▸ TASK
Report every line in the rows below that contains the string "lamp", copying each such line in full.

▸ Point labeling rows
************
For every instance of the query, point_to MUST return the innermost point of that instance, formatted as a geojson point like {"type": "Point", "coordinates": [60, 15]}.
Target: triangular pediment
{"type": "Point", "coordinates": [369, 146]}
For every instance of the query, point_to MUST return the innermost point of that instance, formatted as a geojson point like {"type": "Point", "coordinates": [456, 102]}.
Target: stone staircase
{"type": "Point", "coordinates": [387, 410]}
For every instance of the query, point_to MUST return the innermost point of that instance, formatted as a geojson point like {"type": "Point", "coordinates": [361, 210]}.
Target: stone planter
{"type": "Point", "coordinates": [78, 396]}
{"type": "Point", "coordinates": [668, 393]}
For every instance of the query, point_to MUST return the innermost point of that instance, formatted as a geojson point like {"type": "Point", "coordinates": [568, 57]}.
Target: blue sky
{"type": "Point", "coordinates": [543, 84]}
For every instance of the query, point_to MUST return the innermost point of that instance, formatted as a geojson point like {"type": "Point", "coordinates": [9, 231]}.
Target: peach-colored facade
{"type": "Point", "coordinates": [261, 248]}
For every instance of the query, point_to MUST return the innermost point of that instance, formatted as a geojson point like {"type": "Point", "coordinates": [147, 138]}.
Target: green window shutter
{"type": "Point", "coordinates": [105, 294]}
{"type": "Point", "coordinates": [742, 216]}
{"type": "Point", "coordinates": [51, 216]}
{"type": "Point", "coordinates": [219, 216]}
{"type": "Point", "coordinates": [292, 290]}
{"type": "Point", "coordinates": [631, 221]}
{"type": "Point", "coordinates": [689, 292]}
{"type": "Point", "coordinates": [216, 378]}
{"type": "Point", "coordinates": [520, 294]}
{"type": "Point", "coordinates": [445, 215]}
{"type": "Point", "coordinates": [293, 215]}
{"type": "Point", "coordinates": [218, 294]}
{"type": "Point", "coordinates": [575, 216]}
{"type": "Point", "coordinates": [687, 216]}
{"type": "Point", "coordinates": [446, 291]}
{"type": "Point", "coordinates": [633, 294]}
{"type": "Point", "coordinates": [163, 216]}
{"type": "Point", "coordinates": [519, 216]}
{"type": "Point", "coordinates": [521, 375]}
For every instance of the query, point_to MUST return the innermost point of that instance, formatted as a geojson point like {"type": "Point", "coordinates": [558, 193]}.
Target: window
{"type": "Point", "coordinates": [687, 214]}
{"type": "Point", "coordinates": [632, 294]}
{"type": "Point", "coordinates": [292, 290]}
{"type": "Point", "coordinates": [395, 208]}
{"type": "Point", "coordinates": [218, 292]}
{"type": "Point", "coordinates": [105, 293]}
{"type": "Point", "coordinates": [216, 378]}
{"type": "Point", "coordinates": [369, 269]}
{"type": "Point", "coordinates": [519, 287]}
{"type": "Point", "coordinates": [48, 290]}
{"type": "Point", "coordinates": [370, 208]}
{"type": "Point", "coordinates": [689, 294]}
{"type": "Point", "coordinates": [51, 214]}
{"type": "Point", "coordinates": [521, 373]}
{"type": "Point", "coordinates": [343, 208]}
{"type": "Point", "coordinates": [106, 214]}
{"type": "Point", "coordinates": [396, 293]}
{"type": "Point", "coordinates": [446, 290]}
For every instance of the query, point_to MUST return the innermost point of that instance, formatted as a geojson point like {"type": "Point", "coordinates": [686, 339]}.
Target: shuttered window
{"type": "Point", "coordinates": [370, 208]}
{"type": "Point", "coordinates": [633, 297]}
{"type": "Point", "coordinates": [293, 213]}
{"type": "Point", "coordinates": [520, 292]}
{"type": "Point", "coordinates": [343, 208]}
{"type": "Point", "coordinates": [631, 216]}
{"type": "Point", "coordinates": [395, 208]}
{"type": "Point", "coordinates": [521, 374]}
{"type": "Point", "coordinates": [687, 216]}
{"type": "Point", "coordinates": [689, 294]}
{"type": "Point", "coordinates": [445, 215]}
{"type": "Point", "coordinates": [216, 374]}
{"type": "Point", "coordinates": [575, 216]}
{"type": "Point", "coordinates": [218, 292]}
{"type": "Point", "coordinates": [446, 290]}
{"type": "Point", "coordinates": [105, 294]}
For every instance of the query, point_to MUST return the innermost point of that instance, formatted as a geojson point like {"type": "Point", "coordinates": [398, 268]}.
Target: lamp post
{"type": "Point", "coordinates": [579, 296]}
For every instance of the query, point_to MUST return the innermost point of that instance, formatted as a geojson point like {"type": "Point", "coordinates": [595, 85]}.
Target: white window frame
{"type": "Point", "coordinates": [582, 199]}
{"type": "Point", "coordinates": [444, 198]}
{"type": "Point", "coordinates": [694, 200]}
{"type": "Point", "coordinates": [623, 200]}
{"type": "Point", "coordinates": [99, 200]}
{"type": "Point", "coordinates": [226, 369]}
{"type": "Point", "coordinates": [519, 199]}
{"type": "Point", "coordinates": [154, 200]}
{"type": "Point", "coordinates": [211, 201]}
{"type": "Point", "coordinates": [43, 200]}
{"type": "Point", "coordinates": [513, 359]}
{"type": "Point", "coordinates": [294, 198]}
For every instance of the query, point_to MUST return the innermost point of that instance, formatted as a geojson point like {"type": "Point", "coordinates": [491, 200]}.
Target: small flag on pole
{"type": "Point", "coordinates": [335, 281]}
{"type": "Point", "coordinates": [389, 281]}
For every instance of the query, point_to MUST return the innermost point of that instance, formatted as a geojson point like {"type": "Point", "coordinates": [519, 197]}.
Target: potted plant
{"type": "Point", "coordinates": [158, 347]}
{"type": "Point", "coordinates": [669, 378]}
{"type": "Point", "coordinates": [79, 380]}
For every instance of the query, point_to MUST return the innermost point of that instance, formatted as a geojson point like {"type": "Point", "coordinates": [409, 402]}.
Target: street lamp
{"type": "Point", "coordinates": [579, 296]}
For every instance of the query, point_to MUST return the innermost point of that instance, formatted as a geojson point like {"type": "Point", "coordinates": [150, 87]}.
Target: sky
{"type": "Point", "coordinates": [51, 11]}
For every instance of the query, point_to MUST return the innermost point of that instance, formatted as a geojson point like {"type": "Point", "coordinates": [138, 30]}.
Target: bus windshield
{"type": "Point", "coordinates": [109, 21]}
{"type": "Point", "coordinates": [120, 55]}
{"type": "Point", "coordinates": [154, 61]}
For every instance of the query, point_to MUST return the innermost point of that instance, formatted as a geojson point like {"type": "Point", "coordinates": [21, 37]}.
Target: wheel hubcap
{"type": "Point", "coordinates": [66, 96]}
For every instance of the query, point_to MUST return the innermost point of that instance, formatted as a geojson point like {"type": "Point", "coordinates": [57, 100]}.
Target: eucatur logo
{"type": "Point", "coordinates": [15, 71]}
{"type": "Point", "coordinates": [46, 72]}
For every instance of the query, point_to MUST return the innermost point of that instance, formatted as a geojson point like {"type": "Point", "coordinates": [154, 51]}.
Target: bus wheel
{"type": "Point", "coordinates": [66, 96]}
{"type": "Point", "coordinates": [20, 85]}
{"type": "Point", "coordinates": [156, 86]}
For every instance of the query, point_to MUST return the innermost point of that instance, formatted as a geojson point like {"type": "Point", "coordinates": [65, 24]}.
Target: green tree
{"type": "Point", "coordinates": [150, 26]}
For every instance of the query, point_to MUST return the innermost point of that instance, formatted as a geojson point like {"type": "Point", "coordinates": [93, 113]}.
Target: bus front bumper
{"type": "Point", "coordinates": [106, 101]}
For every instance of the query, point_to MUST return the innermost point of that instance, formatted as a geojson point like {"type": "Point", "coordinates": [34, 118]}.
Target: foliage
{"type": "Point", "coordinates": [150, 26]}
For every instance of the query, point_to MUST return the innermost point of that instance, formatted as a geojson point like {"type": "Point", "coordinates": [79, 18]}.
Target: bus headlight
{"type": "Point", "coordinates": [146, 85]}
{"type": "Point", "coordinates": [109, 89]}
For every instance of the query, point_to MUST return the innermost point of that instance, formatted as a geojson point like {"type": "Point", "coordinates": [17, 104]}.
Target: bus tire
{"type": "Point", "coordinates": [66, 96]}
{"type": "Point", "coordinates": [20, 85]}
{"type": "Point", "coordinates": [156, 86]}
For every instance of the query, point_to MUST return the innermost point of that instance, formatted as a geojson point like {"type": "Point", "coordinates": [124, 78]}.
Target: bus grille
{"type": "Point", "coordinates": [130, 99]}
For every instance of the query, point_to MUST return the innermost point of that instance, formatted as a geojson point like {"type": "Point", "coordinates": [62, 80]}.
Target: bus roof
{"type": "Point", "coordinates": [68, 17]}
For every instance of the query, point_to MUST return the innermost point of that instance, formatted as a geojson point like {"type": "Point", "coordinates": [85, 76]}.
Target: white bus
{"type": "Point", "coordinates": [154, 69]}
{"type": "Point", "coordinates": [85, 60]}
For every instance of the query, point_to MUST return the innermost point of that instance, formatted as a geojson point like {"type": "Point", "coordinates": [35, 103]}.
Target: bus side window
************
▸ OUTPUT
Target: lamp post
Target: street lamp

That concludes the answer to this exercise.